BEGIN Entries shown

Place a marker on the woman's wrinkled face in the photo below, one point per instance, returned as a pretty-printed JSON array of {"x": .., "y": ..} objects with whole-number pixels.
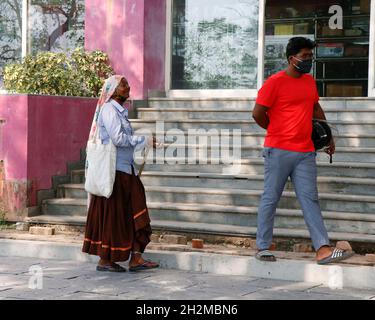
[{"x": 122, "y": 91}]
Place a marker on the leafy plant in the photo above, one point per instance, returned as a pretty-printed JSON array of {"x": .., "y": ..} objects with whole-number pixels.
[{"x": 79, "y": 74}]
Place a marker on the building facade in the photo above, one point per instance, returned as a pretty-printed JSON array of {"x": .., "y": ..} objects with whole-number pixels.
[
  {"x": 214, "y": 48},
  {"x": 193, "y": 48}
]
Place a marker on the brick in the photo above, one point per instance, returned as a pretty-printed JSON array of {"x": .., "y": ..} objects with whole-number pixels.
[
  {"x": 42, "y": 231},
  {"x": 272, "y": 247},
  {"x": 197, "y": 243},
  {"x": 173, "y": 239},
  {"x": 155, "y": 238},
  {"x": 370, "y": 257},
  {"x": 344, "y": 245},
  {"x": 253, "y": 244},
  {"x": 302, "y": 247},
  {"x": 22, "y": 226}
]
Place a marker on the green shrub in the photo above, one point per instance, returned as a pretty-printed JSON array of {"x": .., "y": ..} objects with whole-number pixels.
[{"x": 78, "y": 74}]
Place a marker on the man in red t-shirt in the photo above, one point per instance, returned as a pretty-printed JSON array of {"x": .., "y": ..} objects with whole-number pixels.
[{"x": 285, "y": 106}]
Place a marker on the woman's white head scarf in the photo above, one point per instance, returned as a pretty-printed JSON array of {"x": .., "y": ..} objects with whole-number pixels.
[{"x": 107, "y": 92}]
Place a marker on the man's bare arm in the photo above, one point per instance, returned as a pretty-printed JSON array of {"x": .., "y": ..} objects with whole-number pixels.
[
  {"x": 260, "y": 116},
  {"x": 318, "y": 112}
]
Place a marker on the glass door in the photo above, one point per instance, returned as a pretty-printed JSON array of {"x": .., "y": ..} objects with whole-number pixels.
[
  {"x": 341, "y": 66},
  {"x": 214, "y": 46}
]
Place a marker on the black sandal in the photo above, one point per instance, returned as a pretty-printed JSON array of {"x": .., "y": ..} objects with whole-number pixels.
[
  {"x": 114, "y": 267},
  {"x": 336, "y": 256},
  {"x": 265, "y": 255}
]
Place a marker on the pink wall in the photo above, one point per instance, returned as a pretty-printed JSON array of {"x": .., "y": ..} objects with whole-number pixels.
[
  {"x": 155, "y": 33},
  {"x": 13, "y": 136},
  {"x": 41, "y": 134},
  {"x": 132, "y": 32}
]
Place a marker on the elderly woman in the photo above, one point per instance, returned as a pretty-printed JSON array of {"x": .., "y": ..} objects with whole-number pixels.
[{"x": 119, "y": 227}]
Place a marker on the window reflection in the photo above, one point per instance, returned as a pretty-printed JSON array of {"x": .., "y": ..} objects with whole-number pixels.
[
  {"x": 56, "y": 25},
  {"x": 10, "y": 32},
  {"x": 215, "y": 44}
]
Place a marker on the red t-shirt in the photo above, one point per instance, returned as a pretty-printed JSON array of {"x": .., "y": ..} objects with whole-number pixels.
[{"x": 291, "y": 104}]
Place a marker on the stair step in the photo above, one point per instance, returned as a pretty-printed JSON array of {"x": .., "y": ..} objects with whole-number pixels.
[
  {"x": 222, "y": 196},
  {"x": 212, "y": 229},
  {"x": 199, "y": 152},
  {"x": 241, "y": 197},
  {"x": 247, "y": 216},
  {"x": 252, "y": 166},
  {"x": 353, "y": 127},
  {"x": 340, "y": 185},
  {"x": 243, "y": 114},
  {"x": 360, "y": 186},
  {"x": 241, "y": 103}
]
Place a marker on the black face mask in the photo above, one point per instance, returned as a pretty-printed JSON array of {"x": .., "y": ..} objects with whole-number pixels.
[{"x": 303, "y": 66}]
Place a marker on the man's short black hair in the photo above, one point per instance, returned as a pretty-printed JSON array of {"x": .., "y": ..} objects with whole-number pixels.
[{"x": 296, "y": 44}]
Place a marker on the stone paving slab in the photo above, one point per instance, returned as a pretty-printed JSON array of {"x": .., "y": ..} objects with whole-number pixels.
[{"x": 157, "y": 284}]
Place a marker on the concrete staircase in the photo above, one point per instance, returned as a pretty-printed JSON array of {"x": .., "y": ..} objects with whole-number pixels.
[{"x": 220, "y": 199}]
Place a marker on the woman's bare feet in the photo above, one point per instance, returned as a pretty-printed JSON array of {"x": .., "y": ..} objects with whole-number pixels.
[
  {"x": 323, "y": 252},
  {"x": 137, "y": 263}
]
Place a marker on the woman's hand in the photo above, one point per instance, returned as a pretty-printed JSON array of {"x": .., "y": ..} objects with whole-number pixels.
[{"x": 330, "y": 150}]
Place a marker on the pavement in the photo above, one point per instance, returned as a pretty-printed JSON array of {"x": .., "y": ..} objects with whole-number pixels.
[
  {"x": 43, "y": 279},
  {"x": 215, "y": 272}
]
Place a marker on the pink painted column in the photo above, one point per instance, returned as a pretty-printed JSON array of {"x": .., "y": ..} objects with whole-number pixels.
[
  {"x": 132, "y": 33},
  {"x": 39, "y": 136}
]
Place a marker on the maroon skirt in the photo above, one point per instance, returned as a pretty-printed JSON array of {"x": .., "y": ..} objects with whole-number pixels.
[{"x": 115, "y": 224}]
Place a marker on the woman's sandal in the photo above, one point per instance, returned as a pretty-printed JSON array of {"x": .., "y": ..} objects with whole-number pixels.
[
  {"x": 114, "y": 267},
  {"x": 336, "y": 255},
  {"x": 265, "y": 255},
  {"x": 144, "y": 266}
]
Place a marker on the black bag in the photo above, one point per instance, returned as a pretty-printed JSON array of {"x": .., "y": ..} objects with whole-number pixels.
[{"x": 321, "y": 134}]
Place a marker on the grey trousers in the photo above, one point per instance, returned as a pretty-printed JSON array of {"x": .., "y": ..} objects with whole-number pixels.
[{"x": 301, "y": 167}]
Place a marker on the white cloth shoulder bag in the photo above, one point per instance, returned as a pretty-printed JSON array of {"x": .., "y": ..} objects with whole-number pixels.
[{"x": 100, "y": 166}]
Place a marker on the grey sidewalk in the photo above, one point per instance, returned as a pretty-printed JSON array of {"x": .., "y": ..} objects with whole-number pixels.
[{"x": 73, "y": 280}]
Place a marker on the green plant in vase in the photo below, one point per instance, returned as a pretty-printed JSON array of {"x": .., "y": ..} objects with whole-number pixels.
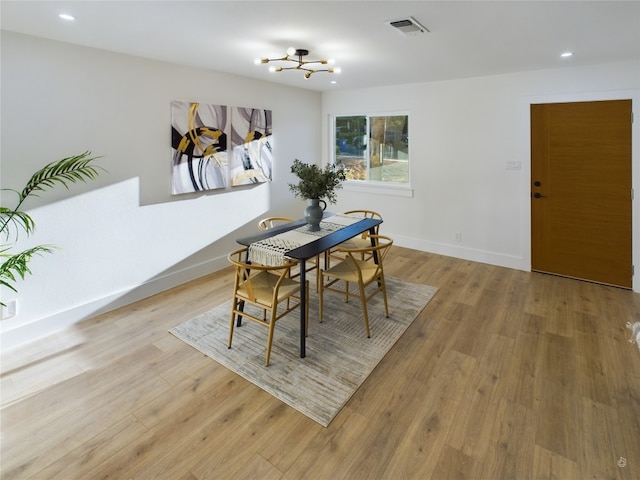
[{"x": 314, "y": 185}]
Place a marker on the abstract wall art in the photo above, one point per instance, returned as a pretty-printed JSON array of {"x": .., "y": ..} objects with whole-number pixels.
[
  {"x": 252, "y": 140},
  {"x": 199, "y": 147}
]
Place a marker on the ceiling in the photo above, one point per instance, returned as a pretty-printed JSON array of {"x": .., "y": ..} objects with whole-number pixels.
[{"x": 465, "y": 39}]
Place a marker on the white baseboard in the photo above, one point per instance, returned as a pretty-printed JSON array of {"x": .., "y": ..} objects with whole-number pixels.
[
  {"x": 482, "y": 256},
  {"x": 25, "y": 333}
]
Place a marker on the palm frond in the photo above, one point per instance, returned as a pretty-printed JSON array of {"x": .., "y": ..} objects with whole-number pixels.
[
  {"x": 75, "y": 169},
  {"x": 20, "y": 220},
  {"x": 62, "y": 172}
]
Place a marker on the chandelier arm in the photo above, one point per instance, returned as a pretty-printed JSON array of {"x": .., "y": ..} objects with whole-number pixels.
[{"x": 300, "y": 64}]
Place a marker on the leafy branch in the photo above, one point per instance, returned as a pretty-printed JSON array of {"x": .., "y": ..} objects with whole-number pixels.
[{"x": 316, "y": 182}]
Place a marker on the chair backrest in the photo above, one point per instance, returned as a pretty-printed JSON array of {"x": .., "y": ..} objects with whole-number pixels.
[
  {"x": 372, "y": 254},
  {"x": 246, "y": 272},
  {"x": 270, "y": 222},
  {"x": 366, "y": 214}
]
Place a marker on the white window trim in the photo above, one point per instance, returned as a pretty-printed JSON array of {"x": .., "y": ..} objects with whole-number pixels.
[{"x": 371, "y": 186}]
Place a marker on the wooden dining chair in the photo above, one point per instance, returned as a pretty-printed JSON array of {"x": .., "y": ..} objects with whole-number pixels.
[
  {"x": 268, "y": 289},
  {"x": 363, "y": 267},
  {"x": 360, "y": 241},
  {"x": 270, "y": 222}
]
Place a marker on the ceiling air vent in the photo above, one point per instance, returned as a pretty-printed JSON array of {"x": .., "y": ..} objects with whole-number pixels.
[{"x": 409, "y": 27}]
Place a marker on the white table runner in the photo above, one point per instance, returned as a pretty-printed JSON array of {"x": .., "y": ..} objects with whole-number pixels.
[{"x": 271, "y": 251}]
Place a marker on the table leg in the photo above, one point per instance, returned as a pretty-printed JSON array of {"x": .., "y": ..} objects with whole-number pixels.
[{"x": 303, "y": 308}]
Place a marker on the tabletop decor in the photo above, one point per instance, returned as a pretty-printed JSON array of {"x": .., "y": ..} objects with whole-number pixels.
[{"x": 314, "y": 185}]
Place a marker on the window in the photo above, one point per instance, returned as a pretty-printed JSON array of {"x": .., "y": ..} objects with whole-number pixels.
[{"x": 373, "y": 148}]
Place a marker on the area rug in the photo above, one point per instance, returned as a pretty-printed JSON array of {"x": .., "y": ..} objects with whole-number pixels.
[{"x": 339, "y": 356}]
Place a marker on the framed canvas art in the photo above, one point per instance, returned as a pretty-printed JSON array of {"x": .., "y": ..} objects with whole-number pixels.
[
  {"x": 199, "y": 147},
  {"x": 252, "y": 140}
]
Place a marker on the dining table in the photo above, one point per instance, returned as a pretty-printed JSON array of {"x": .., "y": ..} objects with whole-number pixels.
[{"x": 334, "y": 229}]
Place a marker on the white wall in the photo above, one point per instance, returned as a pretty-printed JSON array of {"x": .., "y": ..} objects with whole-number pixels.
[
  {"x": 124, "y": 236},
  {"x": 462, "y": 134}
]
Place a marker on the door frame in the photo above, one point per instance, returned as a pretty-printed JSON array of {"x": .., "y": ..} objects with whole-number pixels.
[{"x": 527, "y": 101}]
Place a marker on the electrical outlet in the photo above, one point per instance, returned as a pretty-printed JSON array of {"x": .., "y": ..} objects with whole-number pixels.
[{"x": 10, "y": 309}]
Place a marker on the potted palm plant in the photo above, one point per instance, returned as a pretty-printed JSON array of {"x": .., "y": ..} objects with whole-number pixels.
[
  {"x": 78, "y": 168},
  {"x": 314, "y": 185}
]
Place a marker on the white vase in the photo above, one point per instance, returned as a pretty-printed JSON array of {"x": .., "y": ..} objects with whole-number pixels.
[{"x": 314, "y": 212}]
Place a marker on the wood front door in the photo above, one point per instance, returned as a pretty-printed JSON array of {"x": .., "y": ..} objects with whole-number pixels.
[{"x": 581, "y": 191}]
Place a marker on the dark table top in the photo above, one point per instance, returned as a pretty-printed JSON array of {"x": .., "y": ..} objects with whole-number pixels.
[{"x": 318, "y": 246}]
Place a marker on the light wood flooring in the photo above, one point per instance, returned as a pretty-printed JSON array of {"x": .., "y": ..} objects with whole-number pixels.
[{"x": 504, "y": 375}]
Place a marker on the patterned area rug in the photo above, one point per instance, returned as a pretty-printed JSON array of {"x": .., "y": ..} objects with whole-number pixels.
[{"x": 339, "y": 356}]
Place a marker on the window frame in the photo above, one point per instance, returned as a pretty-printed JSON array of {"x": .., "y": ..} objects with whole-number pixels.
[{"x": 381, "y": 187}]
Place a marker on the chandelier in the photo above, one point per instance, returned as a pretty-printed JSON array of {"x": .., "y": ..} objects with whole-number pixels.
[{"x": 309, "y": 67}]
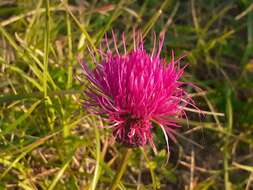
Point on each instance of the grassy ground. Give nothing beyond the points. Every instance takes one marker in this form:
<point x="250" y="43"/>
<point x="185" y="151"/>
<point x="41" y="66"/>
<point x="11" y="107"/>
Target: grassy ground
<point x="47" y="141"/>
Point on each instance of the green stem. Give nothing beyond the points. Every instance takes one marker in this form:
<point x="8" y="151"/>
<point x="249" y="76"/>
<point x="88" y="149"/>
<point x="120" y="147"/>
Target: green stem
<point x="121" y="169"/>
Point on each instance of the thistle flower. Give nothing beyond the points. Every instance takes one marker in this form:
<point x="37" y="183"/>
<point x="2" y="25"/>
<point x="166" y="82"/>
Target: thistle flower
<point x="134" y="89"/>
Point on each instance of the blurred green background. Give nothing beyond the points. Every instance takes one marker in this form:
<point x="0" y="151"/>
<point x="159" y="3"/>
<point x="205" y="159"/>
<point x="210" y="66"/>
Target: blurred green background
<point x="47" y="141"/>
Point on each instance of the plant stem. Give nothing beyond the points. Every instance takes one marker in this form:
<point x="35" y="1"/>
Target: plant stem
<point x="122" y="168"/>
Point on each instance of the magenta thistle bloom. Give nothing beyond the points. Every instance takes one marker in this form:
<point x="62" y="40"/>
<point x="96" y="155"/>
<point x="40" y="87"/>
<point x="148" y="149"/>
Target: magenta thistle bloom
<point x="135" y="89"/>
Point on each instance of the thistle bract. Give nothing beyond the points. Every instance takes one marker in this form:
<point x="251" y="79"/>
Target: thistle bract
<point x="134" y="89"/>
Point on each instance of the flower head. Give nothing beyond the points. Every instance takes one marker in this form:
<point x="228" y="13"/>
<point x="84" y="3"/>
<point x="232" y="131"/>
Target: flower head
<point x="135" y="89"/>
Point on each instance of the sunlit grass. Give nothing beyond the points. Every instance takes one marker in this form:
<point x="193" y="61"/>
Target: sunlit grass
<point x="48" y="141"/>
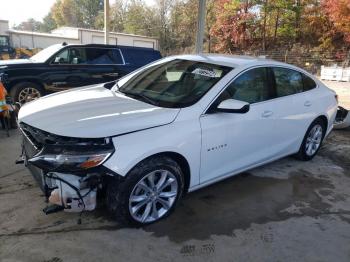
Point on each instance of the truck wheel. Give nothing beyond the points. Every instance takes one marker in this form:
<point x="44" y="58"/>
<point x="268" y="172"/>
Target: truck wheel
<point x="149" y="192"/>
<point x="26" y="91"/>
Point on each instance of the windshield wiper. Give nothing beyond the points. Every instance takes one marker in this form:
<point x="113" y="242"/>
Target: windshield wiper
<point x="140" y="95"/>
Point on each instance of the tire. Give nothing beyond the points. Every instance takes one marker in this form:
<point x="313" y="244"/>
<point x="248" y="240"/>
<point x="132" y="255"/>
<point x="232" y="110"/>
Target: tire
<point x="310" y="144"/>
<point x="24" y="92"/>
<point x="130" y="194"/>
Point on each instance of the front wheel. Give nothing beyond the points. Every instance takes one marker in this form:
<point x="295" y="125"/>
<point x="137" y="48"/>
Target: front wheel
<point x="312" y="140"/>
<point x="149" y="193"/>
<point x="25" y="92"/>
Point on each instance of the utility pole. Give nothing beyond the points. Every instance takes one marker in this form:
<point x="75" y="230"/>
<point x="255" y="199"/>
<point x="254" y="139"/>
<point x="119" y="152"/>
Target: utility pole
<point x="106" y="18"/>
<point x="200" y="26"/>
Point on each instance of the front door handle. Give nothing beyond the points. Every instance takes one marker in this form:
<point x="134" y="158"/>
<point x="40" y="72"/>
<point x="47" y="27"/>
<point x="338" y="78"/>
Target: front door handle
<point x="266" y="114"/>
<point x="307" y="103"/>
<point x="112" y="74"/>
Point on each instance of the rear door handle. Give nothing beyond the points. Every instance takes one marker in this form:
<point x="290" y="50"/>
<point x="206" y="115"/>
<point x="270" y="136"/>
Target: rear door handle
<point x="307" y="103"/>
<point x="267" y="114"/>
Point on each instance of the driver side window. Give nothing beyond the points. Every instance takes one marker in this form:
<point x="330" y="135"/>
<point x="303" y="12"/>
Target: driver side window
<point x="62" y="57"/>
<point x="71" y="55"/>
<point x="250" y="87"/>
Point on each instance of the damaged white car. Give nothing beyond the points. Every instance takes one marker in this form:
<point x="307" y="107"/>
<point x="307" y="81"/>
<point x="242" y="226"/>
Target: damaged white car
<point x="171" y="127"/>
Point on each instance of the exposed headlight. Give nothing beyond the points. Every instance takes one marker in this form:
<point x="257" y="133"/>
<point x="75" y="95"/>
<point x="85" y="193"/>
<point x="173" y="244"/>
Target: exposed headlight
<point x="77" y="159"/>
<point x="69" y="163"/>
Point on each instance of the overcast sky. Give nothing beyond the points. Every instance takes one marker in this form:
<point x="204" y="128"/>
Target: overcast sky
<point x="17" y="11"/>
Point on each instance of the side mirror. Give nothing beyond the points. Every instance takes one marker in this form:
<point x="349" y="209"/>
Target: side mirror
<point x="58" y="60"/>
<point x="233" y="106"/>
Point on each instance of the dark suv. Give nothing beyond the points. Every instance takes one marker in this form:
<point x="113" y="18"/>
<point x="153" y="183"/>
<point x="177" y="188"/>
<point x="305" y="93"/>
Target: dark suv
<point x="63" y="66"/>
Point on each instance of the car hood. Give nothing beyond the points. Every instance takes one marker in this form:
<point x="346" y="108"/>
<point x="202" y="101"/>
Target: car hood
<point x="93" y="112"/>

END Entries shown

*What to work on*. In your answer, include only the lines above starting at the line that holds "Point on each instance of the front wheel." and ending at the line that holds "Point on each instance of the driver", copied exactly.

*Answer box*.
Point on each instance of the front wheel. Give nothing beyond the points. Every instance takes one marker in this form:
<point x="295" y="125"/>
<point x="137" y="48"/>
Target: front wheel
<point x="312" y="140"/>
<point x="149" y="193"/>
<point x="25" y="92"/>
Point on each instance of the utility pole. Give nothing beyond the points. Every instance takes one marker in this form:
<point x="75" y="230"/>
<point x="255" y="199"/>
<point x="254" y="139"/>
<point x="119" y="152"/>
Target: utility pole
<point x="106" y="18"/>
<point x="200" y="26"/>
Point on each instance of the front door handle. Give nothing beyond the points. Every instance takes one marker in this form:
<point x="134" y="158"/>
<point x="40" y="72"/>
<point x="47" y="27"/>
<point x="338" y="78"/>
Target: front door handle
<point x="266" y="114"/>
<point x="307" y="103"/>
<point x="112" y="74"/>
Point on each instance of the rear door handle. Give nothing beyond the points. Every instance takes one marker in this form:
<point x="290" y="50"/>
<point x="206" y="115"/>
<point x="270" y="136"/>
Target: rear door handle
<point x="307" y="103"/>
<point x="267" y="114"/>
Point on each instance of the driver side window. Give nothing beyond the points. Every instance takes one marker in this form:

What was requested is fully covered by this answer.